=== Task objective ===
From the first line down to the line containing "# test: pointer returns one pin per instance of the parked", print the records below exactly, leaving every picture out.

Records from a data collection
..............................
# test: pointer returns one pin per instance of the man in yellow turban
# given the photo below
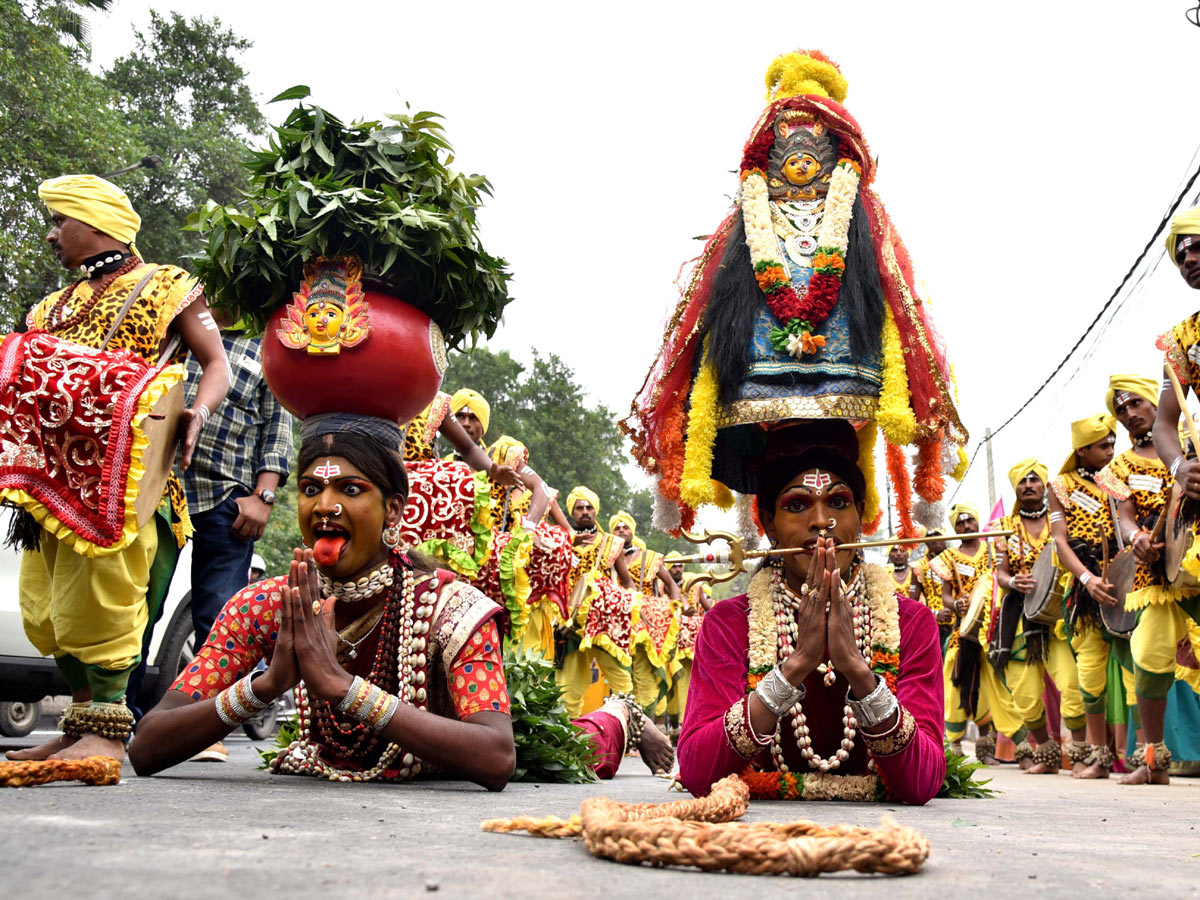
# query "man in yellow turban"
(1140, 483)
(971, 687)
(1084, 529)
(473, 413)
(1025, 651)
(601, 591)
(655, 616)
(88, 606)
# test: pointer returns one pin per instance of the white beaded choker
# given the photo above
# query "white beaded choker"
(366, 587)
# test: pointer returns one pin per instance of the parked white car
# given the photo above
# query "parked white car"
(27, 677)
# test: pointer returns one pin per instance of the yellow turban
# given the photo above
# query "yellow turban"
(467, 399)
(1024, 468)
(581, 493)
(1086, 432)
(622, 517)
(1145, 388)
(963, 509)
(95, 202)
(1186, 222)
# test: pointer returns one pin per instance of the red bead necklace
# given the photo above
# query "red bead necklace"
(58, 318)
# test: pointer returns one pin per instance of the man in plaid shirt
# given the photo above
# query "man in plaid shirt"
(241, 457)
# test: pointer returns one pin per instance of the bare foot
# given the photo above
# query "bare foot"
(1146, 775)
(91, 745)
(655, 750)
(43, 751)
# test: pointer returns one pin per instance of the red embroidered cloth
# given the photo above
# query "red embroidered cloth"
(66, 430)
(441, 507)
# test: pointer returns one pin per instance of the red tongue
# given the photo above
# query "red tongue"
(327, 551)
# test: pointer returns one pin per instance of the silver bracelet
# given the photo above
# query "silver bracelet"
(875, 707)
(778, 694)
(345, 703)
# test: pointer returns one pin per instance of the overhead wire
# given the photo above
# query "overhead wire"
(1101, 315)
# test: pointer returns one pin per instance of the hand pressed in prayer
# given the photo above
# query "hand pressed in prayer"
(811, 617)
(316, 640)
(283, 672)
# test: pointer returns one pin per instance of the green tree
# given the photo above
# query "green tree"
(184, 93)
(55, 118)
(570, 443)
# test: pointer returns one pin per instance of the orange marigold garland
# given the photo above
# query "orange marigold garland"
(928, 477)
(898, 472)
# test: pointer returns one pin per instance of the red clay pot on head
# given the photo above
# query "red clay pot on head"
(394, 373)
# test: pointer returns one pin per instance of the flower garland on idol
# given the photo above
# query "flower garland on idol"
(772, 628)
(799, 315)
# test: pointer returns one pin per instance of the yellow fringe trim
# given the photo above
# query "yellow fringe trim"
(163, 382)
(1153, 594)
(659, 658)
(895, 415)
(696, 484)
(867, 437)
(605, 643)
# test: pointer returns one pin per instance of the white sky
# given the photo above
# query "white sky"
(1027, 150)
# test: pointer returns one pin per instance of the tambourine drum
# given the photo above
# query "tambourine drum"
(1044, 603)
(1121, 573)
(969, 629)
(1179, 539)
(161, 427)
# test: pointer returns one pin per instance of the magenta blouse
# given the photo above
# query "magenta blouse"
(911, 761)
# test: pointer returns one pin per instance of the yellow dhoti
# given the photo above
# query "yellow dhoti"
(91, 609)
(575, 677)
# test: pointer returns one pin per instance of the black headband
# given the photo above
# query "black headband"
(384, 431)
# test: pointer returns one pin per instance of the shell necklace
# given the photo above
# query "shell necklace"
(785, 601)
(303, 756)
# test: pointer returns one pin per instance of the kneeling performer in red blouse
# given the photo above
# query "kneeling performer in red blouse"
(821, 682)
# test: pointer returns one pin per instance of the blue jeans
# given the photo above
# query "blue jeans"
(220, 563)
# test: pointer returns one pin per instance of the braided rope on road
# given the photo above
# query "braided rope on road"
(91, 771)
(701, 833)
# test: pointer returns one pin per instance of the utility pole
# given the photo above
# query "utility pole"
(991, 475)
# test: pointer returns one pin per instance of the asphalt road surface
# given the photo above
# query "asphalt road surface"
(232, 831)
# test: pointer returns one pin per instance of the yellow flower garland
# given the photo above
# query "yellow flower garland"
(895, 415)
(696, 484)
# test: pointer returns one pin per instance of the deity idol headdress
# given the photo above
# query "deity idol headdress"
(803, 305)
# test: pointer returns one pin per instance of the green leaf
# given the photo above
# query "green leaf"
(298, 91)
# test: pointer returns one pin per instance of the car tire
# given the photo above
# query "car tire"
(17, 719)
(175, 653)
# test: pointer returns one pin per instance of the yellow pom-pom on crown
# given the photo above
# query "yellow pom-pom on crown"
(805, 72)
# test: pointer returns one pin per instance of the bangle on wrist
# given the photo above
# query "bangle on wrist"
(778, 694)
(875, 707)
(238, 703)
..............................
=== Exercise output ===
# test: pointer returns one pin per instance of the man in yellow turban
# given the photo below
# query "man in yellow turban"
(1140, 483)
(971, 687)
(1084, 529)
(473, 413)
(1025, 651)
(601, 591)
(655, 616)
(88, 606)
# test: pointer returns one pin per instance of the white beaded choker
# given the photo above
# query "white beaded choker"
(366, 587)
# test: pointer returns one pin per instance of the parked white car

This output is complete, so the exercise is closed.